*Required work*. Type out all of the material below again, line for line, without changing a single character.
** START Data provided **
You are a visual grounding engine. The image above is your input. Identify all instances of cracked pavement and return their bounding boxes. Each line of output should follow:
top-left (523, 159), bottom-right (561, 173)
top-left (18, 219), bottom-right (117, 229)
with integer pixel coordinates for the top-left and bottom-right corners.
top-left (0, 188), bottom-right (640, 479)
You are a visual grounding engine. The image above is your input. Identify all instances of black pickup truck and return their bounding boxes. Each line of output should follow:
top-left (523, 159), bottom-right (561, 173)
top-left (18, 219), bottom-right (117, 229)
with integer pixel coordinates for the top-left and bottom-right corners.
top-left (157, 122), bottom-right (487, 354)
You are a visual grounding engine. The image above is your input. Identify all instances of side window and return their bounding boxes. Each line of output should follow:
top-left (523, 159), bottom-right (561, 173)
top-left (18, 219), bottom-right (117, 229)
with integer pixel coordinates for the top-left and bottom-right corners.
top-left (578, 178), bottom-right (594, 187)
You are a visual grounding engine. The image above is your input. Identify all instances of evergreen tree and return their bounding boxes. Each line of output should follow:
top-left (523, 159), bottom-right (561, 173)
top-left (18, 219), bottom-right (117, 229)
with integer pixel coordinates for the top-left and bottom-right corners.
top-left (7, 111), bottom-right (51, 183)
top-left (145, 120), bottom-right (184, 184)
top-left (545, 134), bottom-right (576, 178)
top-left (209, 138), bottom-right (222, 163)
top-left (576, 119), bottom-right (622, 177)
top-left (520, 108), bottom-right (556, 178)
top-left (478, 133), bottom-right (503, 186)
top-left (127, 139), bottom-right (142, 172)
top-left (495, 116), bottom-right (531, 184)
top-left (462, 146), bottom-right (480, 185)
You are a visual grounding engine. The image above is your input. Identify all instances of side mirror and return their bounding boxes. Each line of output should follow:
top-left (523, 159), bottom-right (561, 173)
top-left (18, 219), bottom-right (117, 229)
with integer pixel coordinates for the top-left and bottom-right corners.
** END Data provided **
*Exercise response*.
You are a visual grounding engine. The image above is your input. Identify all instances of cracked pavement and return their bounding boxes. Each line of output should follow:
top-left (523, 159), bottom-right (561, 173)
top-left (18, 219), bottom-right (117, 229)
with integer pixel coordinates for the top-left and bottom-right corners.
top-left (0, 188), bottom-right (640, 479)
You are a visual grounding engine. The image above is your input. Identify all instances of black pickup truck and return their bounding boxes. Each line of output should follow:
top-left (523, 159), bottom-right (561, 173)
top-left (18, 219), bottom-right (117, 229)
with integer pixel coordinates for the top-left and bottom-right corners.
top-left (157, 122), bottom-right (487, 354)
You are a visual grounding engine. The image above is your input. Identify all instances of side window and return their bounding boxes. Each line of output should follow:
top-left (523, 159), bottom-right (561, 173)
top-left (18, 219), bottom-right (117, 229)
with integer pixel coordinates for the top-left and bottom-right corners.
top-left (578, 178), bottom-right (594, 187)
You are a visual grounding engine. The image above is your input. Identify all instances of evergreen tree and return their bounding boxes. Each line of output should follow:
top-left (523, 159), bottom-right (561, 173)
top-left (18, 219), bottom-right (117, 229)
with integer pixel coordinates for the top-left and bottom-right corners.
top-left (7, 111), bottom-right (51, 183)
top-left (145, 120), bottom-right (184, 184)
top-left (545, 134), bottom-right (576, 178)
top-left (209, 138), bottom-right (222, 163)
top-left (576, 119), bottom-right (622, 177)
top-left (520, 108), bottom-right (556, 178)
top-left (478, 133), bottom-right (503, 186)
top-left (127, 139), bottom-right (142, 172)
top-left (495, 116), bottom-right (531, 184)
top-left (462, 146), bottom-right (480, 185)
You are a visual grounding engine. The image above is your input. Identify all instances of side mirror and return their bounding boxes. Each line of output should follow:
top-left (523, 159), bottom-right (561, 173)
top-left (18, 219), bottom-right (117, 229)
with integer pixel coordinates for the top-left and bottom-right corners.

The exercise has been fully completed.